__Task goal__: Repeat the records. Match each character exactly.

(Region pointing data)
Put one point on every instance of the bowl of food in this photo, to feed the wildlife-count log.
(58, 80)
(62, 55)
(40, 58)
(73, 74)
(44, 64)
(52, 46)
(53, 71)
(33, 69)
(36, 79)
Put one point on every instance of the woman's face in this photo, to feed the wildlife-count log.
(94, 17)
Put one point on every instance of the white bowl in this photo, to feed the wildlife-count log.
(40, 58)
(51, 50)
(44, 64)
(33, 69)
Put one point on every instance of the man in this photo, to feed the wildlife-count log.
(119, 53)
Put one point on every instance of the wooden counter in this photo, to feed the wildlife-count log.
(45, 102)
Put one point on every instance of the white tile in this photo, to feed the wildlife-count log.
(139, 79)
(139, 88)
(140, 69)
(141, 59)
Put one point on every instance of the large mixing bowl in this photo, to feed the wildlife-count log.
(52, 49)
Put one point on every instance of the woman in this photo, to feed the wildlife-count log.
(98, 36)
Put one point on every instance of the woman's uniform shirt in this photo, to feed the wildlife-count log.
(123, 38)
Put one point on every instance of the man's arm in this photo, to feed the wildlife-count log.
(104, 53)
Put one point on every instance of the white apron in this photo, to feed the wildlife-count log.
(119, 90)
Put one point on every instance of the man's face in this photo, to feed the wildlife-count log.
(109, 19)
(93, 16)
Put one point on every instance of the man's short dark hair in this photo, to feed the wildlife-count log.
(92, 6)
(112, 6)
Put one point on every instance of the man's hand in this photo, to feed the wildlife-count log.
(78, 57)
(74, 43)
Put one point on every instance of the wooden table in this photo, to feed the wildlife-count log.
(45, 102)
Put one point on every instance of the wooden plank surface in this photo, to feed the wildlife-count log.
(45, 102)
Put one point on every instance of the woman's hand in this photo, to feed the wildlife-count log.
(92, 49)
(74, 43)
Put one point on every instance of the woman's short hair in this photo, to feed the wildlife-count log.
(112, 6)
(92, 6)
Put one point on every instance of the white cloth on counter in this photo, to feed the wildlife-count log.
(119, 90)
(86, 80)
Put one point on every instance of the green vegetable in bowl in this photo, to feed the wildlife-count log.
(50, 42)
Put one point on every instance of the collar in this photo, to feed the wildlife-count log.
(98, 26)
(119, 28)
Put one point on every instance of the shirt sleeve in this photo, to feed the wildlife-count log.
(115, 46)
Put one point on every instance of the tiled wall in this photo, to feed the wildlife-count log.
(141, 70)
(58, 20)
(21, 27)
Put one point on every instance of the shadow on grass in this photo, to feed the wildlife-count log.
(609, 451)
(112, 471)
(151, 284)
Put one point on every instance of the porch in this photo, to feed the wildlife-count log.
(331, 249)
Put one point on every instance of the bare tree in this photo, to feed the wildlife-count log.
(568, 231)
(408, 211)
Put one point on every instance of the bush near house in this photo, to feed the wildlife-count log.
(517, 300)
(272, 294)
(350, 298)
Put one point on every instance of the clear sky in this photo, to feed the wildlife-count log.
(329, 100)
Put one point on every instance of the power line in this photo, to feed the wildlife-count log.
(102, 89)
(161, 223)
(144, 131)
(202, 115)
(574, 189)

__Written answer__:
Put one point on every instance of the bowl of food in this photo, to feed the wildlife-count log.
(58, 80)
(62, 55)
(40, 58)
(73, 74)
(44, 64)
(52, 46)
(53, 71)
(33, 69)
(36, 79)
Put one point on every instance of the woman's face in this photo, to feed the wildlife-count log.
(94, 17)
Put one point on every instance of the white bowl in this photo, to feed the wildlife-count log.
(40, 58)
(51, 50)
(44, 64)
(33, 69)
Put one point on every instance of the man in this photo, to feed the wildlife-count log.
(119, 53)
Put one point on every instance of the wooden counter in this photo, to feed the wildlife-count log.
(45, 102)
Put one point on every instance of the white tile in this photo, to feed the wildlife-count log.
(139, 79)
(139, 88)
(140, 69)
(141, 59)
Put one point on every instance of the large mixing bowl in this photo, to feed the wildlife-count log.
(52, 49)
Put one point on every instance of the woman in this photo, to feed the wildlife-count log.
(98, 36)
Put one point on every instance of the woman's uniform shirt in this photo, to feed the wildlife-count log.
(123, 38)
Put one point on every instance of the man's arm in this photo, to feed the wildlife-count log.
(104, 53)
Put one point on every instance of the white apron in this photo, to feed the wildlife-count log.
(119, 90)
Put one point on every instance of the man's face in this photo, to feed the wildlife-count log.
(109, 19)
(93, 16)
Put one point on every instance of the man's short dark hair in this photo, to feed the wildlife-count log.
(92, 6)
(112, 6)
Put one point on every instance of the man's hand in this photo, to feed the wildlife-count log.
(78, 57)
(74, 43)
Put one point on every instance of the wooden table in this photo, to feed the wildlife-count log.
(45, 102)
Put one point on every instance of the wooden plank surface in this photo, to feed the wildlife-count log.
(45, 102)
Put one point on every instance of the woman's hand in this photo, to feed the wildlife-count log.
(92, 49)
(74, 43)
Put one point on every instance of the woman's short hair in this photo, to feed the wildlife-count log.
(112, 6)
(92, 6)
Put one point on every instance of the white cloth on counter in this photo, to feed the wildlife-count log.
(119, 90)
(86, 80)
Put one point on every instance of the green vegetable in bowl in this photo, to feed the wildlife-count log.
(50, 42)
Put one point on every instance of the collar in this photo, to feed the wildlife-count log.
(98, 26)
(119, 28)
Put one point on every instance of the shirt sleeve in this photo, to feed the wildlife-count log.
(115, 46)
Put one point on every instance of the tiled wall in this photo, to feed the wildlife-count log.
(141, 70)
(58, 20)
(21, 27)
Put one point on every instance of the shadow on grass in this photo, to feed the wildlife-count log.
(609, 451)
(112, 471)
(151, 284)
Put one point on every instance of the porch in this photo, to feed the wildlife-count log.
(331, 249)
Put one point on every instance of the bare tree in this photo, to feed the wildlife-count log.
(568, 231)
(408, 211)
Put one point on every instance of the bush near house in this photo, to feed the wildlife-count log.
(517, 300)
(272, 294)
(350, 298)
Put one point on every instance of the clear sky in this photo, to feed the wildlife-count log.
(329, 100)
Put one point on every instance of the power line in this photo, to feed the wildlife-count log.
(102, 89)
(161, 223)
(144, 131)
(202, 115)
(574, 189)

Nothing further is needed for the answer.